Content starts
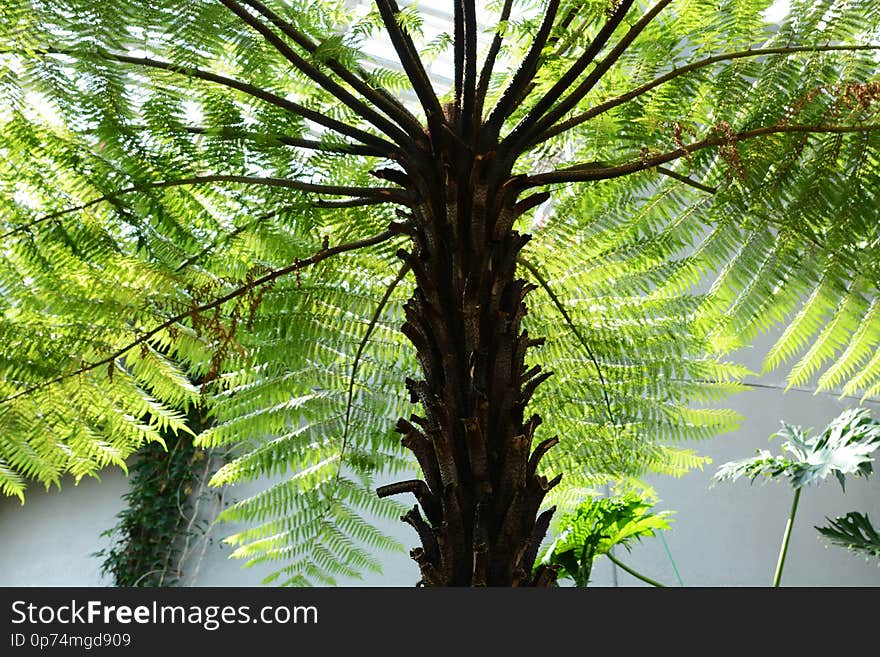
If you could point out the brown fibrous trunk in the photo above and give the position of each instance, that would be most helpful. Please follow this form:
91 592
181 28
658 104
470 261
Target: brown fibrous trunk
477 514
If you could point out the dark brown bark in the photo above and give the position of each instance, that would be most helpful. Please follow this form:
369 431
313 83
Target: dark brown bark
478 523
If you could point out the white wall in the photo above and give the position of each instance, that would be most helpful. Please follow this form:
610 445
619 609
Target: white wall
49 540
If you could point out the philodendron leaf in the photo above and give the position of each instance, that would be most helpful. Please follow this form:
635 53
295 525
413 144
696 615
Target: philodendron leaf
855 532
844 447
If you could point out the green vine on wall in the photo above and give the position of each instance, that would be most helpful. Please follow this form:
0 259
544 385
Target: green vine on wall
158 514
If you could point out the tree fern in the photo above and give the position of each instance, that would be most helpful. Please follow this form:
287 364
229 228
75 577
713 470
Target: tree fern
205 204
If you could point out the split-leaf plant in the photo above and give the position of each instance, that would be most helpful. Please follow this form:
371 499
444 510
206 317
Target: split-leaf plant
844 447
238 192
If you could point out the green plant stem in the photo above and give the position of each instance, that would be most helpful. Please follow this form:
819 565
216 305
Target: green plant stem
634 573
784 548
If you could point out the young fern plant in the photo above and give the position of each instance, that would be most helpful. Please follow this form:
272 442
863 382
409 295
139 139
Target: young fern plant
843 448
594 528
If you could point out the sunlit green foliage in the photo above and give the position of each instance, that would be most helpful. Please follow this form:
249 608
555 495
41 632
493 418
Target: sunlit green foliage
147 150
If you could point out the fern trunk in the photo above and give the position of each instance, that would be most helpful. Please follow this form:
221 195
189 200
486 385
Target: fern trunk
482 491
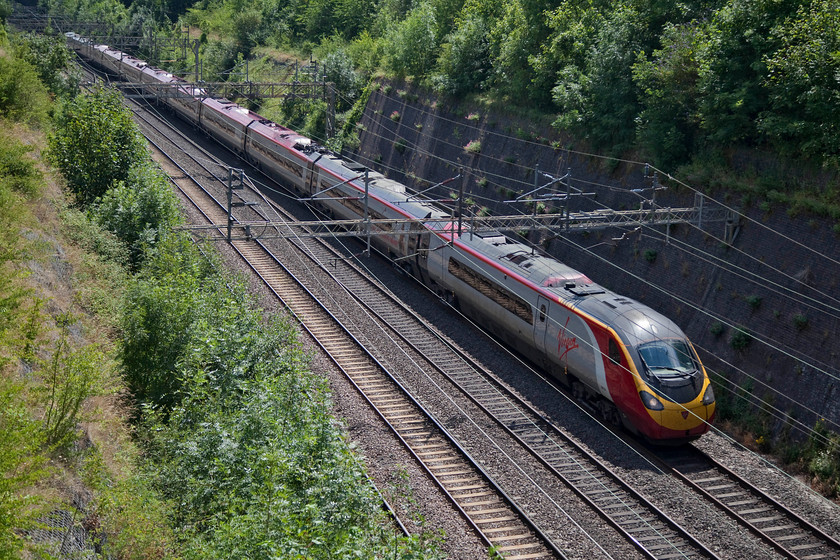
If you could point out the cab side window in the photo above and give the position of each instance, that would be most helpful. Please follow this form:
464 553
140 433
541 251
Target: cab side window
615 352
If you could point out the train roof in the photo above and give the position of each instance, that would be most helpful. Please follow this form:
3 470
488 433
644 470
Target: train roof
636 322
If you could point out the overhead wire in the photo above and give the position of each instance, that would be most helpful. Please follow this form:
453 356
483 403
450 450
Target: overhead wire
523 183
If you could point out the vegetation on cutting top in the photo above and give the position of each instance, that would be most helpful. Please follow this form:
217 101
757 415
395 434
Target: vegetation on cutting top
232 441
669 79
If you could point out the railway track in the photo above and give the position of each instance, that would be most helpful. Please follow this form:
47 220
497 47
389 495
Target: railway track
496 518
649 529
773 522
655 536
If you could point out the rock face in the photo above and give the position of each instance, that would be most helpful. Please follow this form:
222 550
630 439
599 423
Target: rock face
763 311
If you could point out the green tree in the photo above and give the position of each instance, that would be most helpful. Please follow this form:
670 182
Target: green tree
733 67
668 125
161 316
49 55
804 113
22 95
139 209
601 100
95 143
464 63
21 466
516 38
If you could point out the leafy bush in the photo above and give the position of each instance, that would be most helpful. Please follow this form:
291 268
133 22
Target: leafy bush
95 143
70 378
740 339
473 147
21 465
49 55
138 209
237 431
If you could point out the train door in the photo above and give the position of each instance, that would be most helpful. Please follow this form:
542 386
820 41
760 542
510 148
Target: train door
541 324
417 250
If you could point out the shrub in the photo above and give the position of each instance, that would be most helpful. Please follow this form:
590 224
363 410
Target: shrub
23 97
740 339
138 209
95 143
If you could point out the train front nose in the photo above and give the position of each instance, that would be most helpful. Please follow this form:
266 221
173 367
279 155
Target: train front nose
689 419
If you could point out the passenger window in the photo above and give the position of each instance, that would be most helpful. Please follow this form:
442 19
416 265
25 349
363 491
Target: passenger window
615 352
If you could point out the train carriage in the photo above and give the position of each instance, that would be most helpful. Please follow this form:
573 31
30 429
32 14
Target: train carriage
617 355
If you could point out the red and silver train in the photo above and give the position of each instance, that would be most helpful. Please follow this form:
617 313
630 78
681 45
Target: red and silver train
622 358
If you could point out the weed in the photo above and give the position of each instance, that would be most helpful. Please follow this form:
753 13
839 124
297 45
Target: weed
741 339
473 147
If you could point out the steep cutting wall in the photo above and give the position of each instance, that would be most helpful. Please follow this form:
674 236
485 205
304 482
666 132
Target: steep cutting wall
778 279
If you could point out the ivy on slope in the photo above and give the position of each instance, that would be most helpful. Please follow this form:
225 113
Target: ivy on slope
240 439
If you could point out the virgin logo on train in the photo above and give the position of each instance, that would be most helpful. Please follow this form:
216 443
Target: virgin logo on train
564 341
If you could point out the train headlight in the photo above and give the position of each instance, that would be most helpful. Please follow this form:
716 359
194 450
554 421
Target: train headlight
709 395
651 402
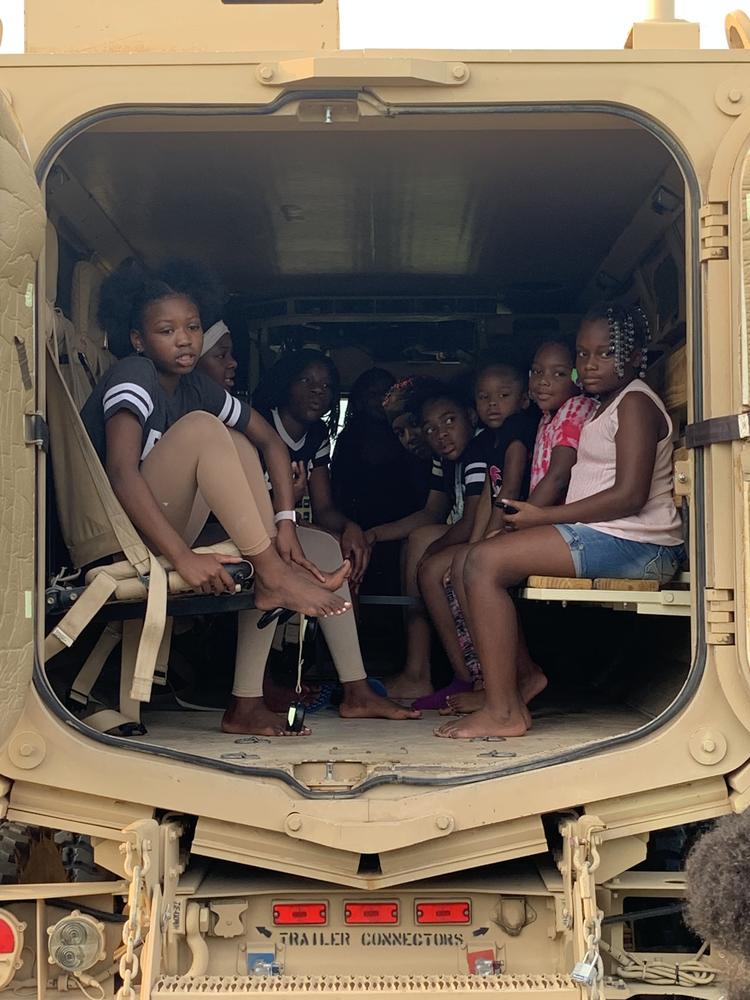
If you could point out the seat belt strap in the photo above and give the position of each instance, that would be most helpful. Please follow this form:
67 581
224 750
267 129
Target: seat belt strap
89 673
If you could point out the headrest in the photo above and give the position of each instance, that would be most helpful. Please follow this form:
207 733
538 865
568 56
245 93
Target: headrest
213 335
50 263
84 301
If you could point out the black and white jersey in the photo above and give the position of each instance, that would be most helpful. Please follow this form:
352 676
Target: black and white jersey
466 476
133 384
313 448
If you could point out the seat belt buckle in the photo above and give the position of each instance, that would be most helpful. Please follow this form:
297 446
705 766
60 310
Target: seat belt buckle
62 636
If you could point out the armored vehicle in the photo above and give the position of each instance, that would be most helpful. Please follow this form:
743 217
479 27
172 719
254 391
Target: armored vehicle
404 208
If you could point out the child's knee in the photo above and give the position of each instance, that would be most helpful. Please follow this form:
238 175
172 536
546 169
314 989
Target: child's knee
Content ends
> _Exercise description_: Reproduce the lines of the entries above exactly, but only from the line containing "Target: seat belt buckle" through the final line.

> _Response to the exercise_:
Target: seat belt buckle
62 636
If you could point out the armored vehicle in the photo above and give the position of each instance, that would be most helpful. Please follow this form:
743 217
479 27
172 719
254 391
Target: armored vehicle
404 208
If you could point out the child's knee in the photo above and give the position of each instance, that would be most helpful. Please follow this form:
238 175
172 536
546 169
314 989
Target: child's knee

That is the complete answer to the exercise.